WHAT TO PRODUCE
Beginning with the line in which "For every instance of the rough" appears, transcribe each line word for word until the records end. Do not include pictures.

RECORDED INFORMATION
════════

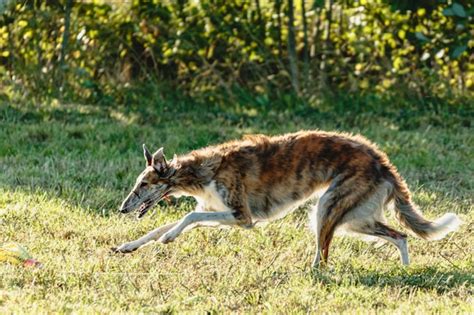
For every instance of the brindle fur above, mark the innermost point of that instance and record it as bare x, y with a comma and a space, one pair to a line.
262, 178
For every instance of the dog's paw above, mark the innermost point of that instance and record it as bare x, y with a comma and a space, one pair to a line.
168, 237
125, 248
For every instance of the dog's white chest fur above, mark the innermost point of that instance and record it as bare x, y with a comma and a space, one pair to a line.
210, 200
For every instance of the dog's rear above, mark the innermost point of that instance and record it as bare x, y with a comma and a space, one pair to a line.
262, 178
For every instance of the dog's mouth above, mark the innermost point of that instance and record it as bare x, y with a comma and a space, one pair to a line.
148, 204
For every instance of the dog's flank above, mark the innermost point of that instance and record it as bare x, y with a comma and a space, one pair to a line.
262, 178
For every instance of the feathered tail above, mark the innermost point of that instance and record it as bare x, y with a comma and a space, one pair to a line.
411, 218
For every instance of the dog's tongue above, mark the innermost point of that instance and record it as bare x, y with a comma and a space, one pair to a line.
142, 210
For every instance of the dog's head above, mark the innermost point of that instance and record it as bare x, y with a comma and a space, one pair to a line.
153, 184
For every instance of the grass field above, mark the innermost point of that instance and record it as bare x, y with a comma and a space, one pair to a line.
64, 169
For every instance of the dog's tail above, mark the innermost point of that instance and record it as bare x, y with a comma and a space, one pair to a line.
411, 218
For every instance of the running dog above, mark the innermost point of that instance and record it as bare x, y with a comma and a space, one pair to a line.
259, 178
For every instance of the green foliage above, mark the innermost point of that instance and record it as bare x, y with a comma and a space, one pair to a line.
214, 49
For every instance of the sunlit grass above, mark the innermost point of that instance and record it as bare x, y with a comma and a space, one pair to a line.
64, 172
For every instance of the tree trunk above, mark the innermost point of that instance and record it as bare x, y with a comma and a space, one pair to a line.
305, 37
280, 44
65, 43
292, 48
261, 25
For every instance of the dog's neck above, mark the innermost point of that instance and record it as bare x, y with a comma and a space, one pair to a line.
194, 172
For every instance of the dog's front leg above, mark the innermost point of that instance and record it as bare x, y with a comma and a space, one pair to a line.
146, 239
195, 218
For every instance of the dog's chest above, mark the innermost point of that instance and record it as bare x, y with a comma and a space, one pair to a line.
211, 200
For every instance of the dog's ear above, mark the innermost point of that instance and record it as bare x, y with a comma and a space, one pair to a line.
159, 160
148, 156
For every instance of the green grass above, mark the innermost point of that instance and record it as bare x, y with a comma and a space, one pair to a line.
64, 170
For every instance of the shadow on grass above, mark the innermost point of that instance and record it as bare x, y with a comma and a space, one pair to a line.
424, 278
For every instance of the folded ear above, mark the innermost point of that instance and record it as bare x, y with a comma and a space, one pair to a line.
148, 157
159, 160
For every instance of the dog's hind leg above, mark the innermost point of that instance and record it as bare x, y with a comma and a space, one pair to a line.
387, 233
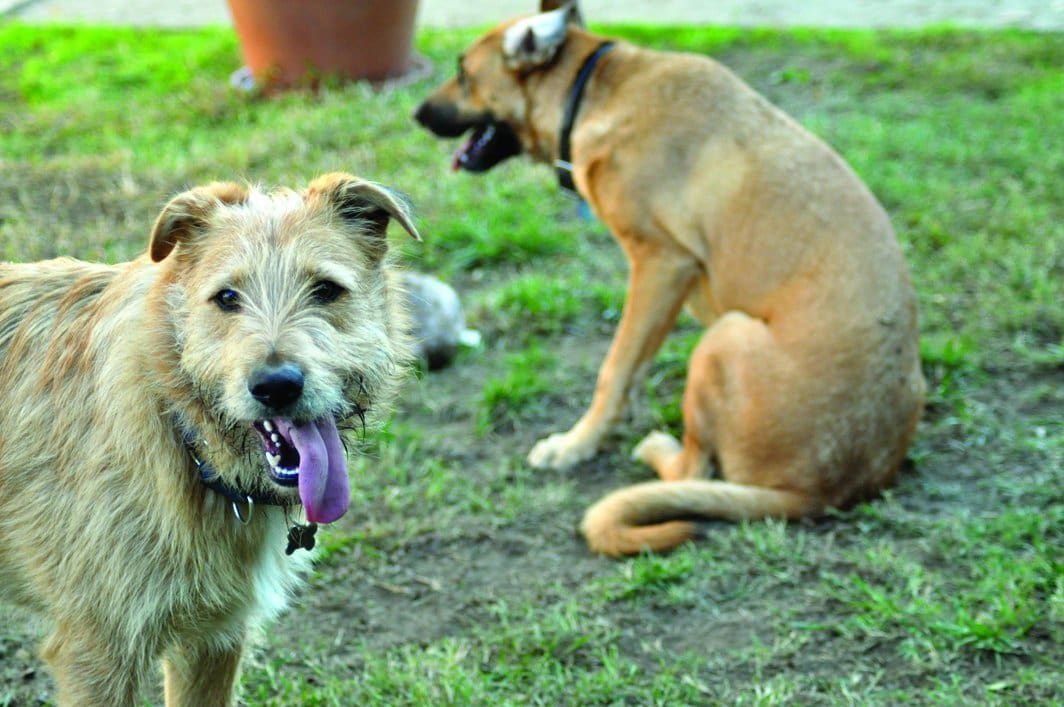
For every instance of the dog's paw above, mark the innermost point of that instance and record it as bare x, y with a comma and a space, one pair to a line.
655, 448
559, 451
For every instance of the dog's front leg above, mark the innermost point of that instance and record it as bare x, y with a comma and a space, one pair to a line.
204, 674
659, 281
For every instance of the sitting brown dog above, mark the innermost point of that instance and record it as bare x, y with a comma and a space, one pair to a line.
805, 388
165, 422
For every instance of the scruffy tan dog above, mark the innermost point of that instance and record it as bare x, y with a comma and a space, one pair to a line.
164, 421
805, 388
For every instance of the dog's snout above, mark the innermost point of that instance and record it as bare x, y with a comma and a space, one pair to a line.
441, 118
422, 113
276, 385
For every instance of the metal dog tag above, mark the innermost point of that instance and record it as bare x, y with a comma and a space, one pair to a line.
301, 537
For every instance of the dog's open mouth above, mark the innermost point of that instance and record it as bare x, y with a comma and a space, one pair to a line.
488, 145
309, 456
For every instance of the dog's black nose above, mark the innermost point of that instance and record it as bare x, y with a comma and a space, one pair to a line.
276, 385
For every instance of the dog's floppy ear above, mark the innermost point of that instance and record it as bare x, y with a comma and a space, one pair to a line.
533, 42
187, 214
366, 204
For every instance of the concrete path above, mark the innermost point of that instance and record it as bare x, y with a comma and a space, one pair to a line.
1029, 14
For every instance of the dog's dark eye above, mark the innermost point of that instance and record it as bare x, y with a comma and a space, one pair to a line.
326, 292
228, 300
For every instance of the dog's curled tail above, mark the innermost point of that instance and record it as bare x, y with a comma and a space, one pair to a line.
655, 515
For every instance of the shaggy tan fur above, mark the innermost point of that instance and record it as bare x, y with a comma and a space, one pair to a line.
105, 526
805, 388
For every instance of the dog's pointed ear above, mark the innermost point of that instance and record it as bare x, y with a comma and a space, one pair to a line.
187, 214
364, 204
533, 42
576, 17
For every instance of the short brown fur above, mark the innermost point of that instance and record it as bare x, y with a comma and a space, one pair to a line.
105, 526
805, 388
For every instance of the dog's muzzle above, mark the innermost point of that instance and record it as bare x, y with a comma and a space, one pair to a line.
491, 143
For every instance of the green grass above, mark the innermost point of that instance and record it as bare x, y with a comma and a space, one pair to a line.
456, 577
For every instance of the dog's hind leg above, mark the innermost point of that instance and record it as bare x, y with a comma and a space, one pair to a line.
202, 674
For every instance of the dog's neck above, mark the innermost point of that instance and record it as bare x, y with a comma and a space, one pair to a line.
210, 477
563, 165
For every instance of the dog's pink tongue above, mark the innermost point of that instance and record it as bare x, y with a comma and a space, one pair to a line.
322, 471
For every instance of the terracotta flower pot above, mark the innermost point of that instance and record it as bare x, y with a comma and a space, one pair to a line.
288, 43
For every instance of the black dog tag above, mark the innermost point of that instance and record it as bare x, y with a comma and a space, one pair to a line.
300, 537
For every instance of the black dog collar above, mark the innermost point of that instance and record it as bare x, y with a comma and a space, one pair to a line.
211, 479
563, 164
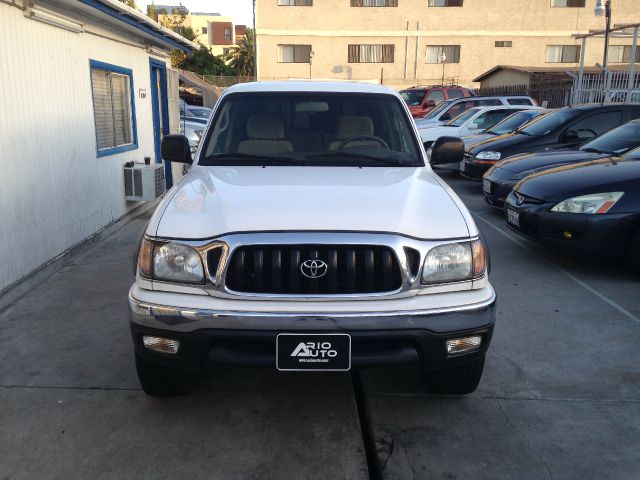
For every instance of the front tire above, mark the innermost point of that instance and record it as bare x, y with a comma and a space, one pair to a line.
457, 380
159, 380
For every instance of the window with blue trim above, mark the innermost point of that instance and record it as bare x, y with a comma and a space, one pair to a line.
113, 108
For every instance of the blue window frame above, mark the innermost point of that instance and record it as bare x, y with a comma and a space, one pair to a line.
114, 110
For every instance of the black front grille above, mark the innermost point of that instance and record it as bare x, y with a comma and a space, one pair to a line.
349, 269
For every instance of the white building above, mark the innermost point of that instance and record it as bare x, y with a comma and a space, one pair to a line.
85, 86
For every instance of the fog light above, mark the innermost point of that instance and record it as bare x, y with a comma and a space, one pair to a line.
463, 345
162, 345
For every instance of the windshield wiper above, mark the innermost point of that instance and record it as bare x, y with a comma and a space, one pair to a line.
382, 161
597, 150
259, 159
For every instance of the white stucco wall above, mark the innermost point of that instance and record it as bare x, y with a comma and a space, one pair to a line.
54, 191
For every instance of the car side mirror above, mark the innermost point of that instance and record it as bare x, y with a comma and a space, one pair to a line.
176, 148
447, 150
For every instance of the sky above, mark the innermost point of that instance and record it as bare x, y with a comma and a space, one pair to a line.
240, 10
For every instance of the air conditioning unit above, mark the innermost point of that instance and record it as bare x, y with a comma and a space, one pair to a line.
143, 183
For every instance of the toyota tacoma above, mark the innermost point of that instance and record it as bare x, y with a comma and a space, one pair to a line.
310, 234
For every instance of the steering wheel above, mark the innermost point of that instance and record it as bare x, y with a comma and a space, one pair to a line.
348, 140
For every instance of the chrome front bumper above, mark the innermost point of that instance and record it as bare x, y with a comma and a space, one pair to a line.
437, 319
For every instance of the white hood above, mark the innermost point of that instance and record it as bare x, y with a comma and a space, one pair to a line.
212, 201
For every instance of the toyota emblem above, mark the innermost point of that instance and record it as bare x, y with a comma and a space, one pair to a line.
314, 268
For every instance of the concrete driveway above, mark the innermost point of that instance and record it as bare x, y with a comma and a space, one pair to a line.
560, 397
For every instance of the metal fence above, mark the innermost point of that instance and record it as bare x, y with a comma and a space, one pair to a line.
607, 87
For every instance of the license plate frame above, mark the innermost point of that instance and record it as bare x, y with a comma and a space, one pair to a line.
513, 218
311, 352
486, 186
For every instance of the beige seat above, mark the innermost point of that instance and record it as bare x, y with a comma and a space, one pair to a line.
265, 134
351, 126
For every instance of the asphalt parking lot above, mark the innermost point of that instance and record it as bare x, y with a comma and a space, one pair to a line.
560, 398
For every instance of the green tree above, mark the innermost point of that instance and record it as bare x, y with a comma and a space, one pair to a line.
241, 58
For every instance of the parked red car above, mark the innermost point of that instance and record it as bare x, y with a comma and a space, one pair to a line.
422, 99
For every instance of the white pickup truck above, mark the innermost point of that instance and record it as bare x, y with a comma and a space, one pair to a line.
310, 234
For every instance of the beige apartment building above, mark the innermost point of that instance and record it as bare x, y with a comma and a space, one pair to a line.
404, 42
212, 29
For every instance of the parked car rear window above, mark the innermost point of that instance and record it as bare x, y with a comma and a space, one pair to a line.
512, 122
519, 101
462, 118
546, 123
320, 129
619, 140
455, 93
413, 98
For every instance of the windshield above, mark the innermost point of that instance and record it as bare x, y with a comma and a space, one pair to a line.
413, 98
512, 122
462, 118
546, 123
319, 129
633, 154
436, 111
198, 112
619, 140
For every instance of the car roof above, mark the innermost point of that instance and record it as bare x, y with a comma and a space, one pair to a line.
597, 106
310, 86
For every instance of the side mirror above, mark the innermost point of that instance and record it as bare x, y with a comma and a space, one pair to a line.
447, 150
175, 148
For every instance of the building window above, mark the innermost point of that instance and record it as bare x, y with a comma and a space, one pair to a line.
445, 3
296, 3
563, 53
621, 54
294, 53
434, 53
113, 108
371, 53
567, 3
374, 3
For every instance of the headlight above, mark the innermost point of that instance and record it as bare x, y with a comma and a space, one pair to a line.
454, 262
593, 203
488, 155
171, 262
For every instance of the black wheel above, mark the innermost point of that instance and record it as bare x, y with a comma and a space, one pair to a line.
159, 380
457, 380
633, 254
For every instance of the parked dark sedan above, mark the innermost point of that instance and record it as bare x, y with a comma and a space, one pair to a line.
500, 179
565, 128
508, 125
591, 208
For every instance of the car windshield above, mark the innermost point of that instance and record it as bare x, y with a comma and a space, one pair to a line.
618, 141
198, 112
512, 122
546, 123
633, 154
462, 118
413, 98
436, 111
317, 129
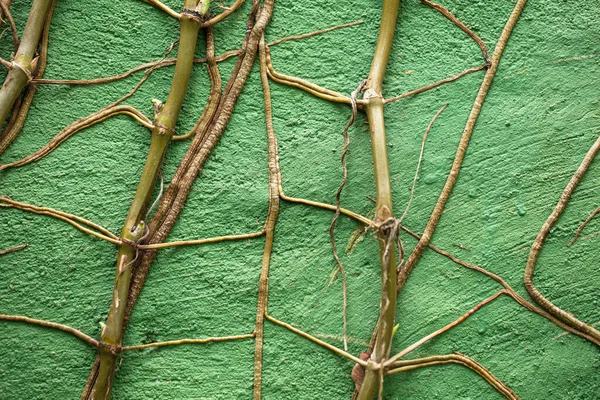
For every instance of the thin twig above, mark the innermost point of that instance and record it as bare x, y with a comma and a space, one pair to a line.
317, 341
11, 22
436, 84
580, 229
218, 239
271, 221
462, 147
71, 219
163, 7
444, 11
412, 190
13, 249
47, 324
77, 126
188, 341
455, 358
444, 329
315, 33
538, 243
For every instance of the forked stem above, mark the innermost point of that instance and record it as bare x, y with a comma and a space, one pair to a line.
23, 64
134, 228
383, 211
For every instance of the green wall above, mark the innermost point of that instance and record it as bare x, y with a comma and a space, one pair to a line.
539, 120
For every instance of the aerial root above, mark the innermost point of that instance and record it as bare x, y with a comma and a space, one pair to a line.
97, 344
538, 243
188, 341
455, 358
78, 126
163, 7
444, 11
444, 329
580, 229
340, 265
13, 249
47, 324
317, 341
510, 291
13, 27
109, 236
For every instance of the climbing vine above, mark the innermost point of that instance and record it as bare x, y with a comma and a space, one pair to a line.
157, 204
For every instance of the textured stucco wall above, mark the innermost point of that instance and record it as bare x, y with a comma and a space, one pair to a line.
538, 121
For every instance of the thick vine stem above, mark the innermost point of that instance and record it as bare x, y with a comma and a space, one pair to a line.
272, 215
175, 196
23, 63
536, 248
462, 147
21, 106
134, 228
4, 6
383, 211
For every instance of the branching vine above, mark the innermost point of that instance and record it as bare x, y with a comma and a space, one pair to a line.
144, 233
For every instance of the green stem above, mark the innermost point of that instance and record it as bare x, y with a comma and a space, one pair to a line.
20, 74
374, 111
134, 227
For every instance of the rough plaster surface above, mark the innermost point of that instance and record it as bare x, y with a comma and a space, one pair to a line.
538, 121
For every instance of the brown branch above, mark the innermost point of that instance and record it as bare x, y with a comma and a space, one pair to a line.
412, 189
156, 246
444, 11
47, 324
13, 249
536, 248
171, 61
271, 221
456, 358
188, 341
436, 84
69, 218
21, 107
340, 265
317, 341
315, 33
78, 126
99, 116
462, 147
510, 291
11, 22
444, 329
580, 229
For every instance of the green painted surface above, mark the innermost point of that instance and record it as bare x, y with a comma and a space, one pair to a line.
539, 119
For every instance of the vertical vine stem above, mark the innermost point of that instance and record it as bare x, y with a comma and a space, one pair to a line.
383, 211
536, 248
23, 63
134, 228
272, 214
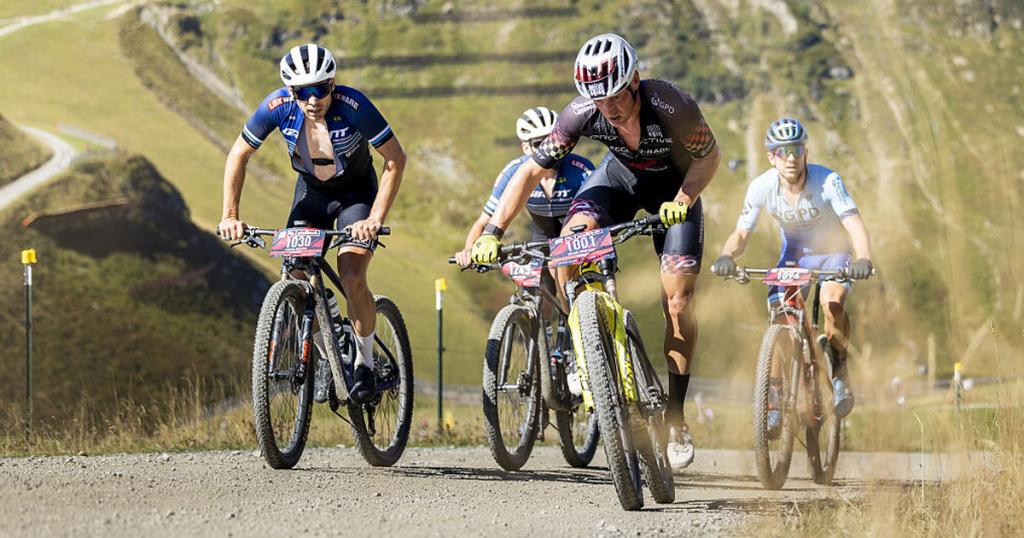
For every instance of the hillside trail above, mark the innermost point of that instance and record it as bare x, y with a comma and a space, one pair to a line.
20, 23
431, 492
64, 156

════════

EXPECTED ANSWER
For every instance of the rough plaster surface above, mark the innermost point of that instance and record it as bare x, y with a comma and a space, one pair to a line.
538, 121
For every instance of the brown branch above, mark the innermost point of that instance and record it as bare x, y with a comma and a space, one pair to a line.
412, 189
156, 246
444, 11
47, 324
13, 249
536, 248
171, 61
271, 221
456, 358
188, 341
436, 84
69, 218
21, 107
340, 265
317, 341
315, 33
78, 126
99, 116
462, 147
510, 291
11, 22
444, 329
580, 229
For every instance of the green painted surface above, mark the innermost point of that instance and record it as bare x, y with a comma and a space, one pair to a line.
539, 119
For every instance of the vertical vine stem above, mark the innermost point of that instance and record it as bare x, y with a comma and a space, one pair to a line.
383, 211
536, 248
23, 63
134, 228
272, 214
For every instance of the hillside trail above, mark the innermost point of that instance and record it as bare x, y with a comma and a space, one pair to a line.
20, 23
431, 492
64, 156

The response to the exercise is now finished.